Fragmento del documento >>
####

En diciembre de 1982 el Congreso forzó al presidente a firmar la ley que
prohibía a la CIA y al Departamento de Defensa apoyar a las fuerzas
paramilitares de la Contra (cuyo objetivo era derrocar a los sandinistas en
Nicaragua), por lo que la administración Reagan organizó otros mecanismos
(ilegales) de financiación de los contras, lo cual condujo finalmente al
escándalo Irán-Contra (muy poco recordado estos días entre tanto homenaje
laudatorio al difunto). Reagan buscó la alianza con la jerarquía de la Iglesia
Católica Romana nicaragüense (a la que la CIA denominaba 'la Entidad'), que
estaba enfrentada a los sectores pro sandinistas de la llamada 'Iglesia del
Pueblo'. Ya en 1981 la CIA canalizó secretamente su apoyo económico y sus
informes secretos sobre el gobierno a la jerarquía católica, en especial al
arzobispo Miguel Obando; cuando en 1983 la Comisión de Inteligencia del
Congreso de los Estados Unidos descubrió estas transferencias, presionó a
Casey para que dejara de realizarlas, pero la CIA siguió desviando grandes
sumas a 'la Entidad' a través del teniente coronel Oliver North, miembro del
Estado Mayor del Consejo Nacional de Seguridad (Su Santidad, pp. 380, 381).

####

Objetivo >> Transcribe íntegro y sin ninguna modificación el fragmento anterior sobre la financiación de la Contra bajo la administración Reagan.

####

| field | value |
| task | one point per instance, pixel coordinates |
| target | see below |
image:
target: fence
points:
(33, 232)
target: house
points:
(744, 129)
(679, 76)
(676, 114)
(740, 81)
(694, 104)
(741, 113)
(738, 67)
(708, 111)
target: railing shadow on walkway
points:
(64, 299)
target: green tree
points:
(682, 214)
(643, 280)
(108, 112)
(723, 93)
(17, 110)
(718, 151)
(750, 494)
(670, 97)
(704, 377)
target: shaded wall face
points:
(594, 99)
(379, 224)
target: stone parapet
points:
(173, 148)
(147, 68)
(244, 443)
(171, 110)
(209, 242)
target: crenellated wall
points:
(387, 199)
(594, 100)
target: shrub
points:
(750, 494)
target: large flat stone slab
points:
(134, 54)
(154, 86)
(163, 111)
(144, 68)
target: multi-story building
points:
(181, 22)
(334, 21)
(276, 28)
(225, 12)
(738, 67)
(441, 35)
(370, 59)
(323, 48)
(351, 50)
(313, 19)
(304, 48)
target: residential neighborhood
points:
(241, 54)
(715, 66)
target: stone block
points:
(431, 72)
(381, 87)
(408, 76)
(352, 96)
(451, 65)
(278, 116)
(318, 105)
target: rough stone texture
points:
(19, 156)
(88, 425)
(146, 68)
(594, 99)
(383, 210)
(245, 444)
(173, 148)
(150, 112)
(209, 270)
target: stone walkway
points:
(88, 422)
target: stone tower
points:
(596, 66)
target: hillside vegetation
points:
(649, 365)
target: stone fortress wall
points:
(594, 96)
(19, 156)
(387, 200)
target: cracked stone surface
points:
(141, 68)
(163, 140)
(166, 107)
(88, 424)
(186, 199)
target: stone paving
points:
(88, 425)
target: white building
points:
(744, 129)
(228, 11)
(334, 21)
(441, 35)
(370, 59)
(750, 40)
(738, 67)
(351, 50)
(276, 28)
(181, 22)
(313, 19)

####

Respuesta a continuación >>
En diciembre de 1982 el Congreso forzó al presidente a firmar la ley que
prohibía a la CIA y al Departamento de Defensa apoyar a las fuerzas
paramilitares de la Contra (cuyo objetivo era derrocar a los sandinistas en
Nicaragua), por lo que la administración Reagan organizó otros mecanismos
(ilegales) de financiación de los contras, lo cual condujo finalmente al
escándalo Irán-Contra (muy poco recordado estos días entre tanto homenaje
laudatorio al difunto). Reagan buscó la alianza con la jerarquía de la Iglesia
Católica Romana nicaragüense (a la que la CIA denominaba 'la Entidad'), que
estaba enfrentada a los sectores pro sandinistas de la llamada 'Iglesia del
Pueblo'. Ya en 1981 la CIA canalizó secretamente su apoyo económico y sus
informes secretos sobre el gobierno a la jerarquía católica, en especial al
arzobispo Miguel Obando; cuando en 1983 la Comisión de Inteligencia del
Congreso de los Estados Unidos descubrió estas transferencias, presionó a
Casey para que dejara de realizarlas, pero la CIA siguió desviando grandes
sumas a 'la Entidad' a través del teniente coronel Oliver North, miembro del
Estado Mayor del Consejo Nacional de Seguridad (Su Santidad, pp. 380, 381).